[Dataset excerpt]
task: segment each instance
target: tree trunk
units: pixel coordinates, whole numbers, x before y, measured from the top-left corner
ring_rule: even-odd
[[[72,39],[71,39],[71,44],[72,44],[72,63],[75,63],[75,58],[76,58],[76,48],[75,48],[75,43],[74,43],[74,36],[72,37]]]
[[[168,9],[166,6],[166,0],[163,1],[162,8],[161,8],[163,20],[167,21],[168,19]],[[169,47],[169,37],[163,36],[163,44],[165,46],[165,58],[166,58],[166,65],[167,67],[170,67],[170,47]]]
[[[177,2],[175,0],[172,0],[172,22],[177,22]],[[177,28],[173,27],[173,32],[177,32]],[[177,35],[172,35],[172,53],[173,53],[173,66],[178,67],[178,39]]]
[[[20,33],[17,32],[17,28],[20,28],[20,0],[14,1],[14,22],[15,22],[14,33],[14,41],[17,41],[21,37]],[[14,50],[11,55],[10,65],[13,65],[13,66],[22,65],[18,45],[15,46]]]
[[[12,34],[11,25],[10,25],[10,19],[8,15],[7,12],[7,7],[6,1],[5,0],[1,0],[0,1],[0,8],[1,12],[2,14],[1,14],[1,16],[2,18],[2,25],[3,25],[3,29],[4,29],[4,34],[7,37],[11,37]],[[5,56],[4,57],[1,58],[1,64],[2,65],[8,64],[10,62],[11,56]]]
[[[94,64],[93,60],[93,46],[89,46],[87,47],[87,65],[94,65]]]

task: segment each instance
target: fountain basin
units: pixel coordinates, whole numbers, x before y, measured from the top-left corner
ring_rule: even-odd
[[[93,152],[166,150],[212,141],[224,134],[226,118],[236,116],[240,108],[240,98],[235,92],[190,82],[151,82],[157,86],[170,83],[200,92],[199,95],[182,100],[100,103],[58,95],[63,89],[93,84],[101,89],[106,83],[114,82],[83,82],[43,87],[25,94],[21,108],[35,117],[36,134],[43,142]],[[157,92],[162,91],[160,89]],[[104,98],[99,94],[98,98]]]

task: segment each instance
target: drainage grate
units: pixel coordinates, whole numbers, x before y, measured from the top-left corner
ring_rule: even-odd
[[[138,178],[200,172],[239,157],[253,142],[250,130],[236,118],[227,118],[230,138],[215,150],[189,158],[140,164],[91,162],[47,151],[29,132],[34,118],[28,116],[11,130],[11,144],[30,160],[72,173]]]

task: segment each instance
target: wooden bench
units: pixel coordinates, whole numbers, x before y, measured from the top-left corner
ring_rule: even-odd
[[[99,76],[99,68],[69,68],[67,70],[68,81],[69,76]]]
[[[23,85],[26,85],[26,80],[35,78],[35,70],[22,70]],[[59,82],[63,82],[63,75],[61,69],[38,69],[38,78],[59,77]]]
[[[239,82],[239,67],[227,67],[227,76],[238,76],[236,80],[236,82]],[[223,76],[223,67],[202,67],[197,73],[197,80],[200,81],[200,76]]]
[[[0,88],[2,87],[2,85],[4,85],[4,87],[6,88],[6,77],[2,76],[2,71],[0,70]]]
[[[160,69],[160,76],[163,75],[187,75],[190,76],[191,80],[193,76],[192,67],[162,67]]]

Problem to work on -> Which lines in the items above contain the string "target", with case counting? Gather each of those lines and copy it out in full.

Response to this task ->
target: tree trunk
target: fountain basin
target: drainage grate
target: wooden bench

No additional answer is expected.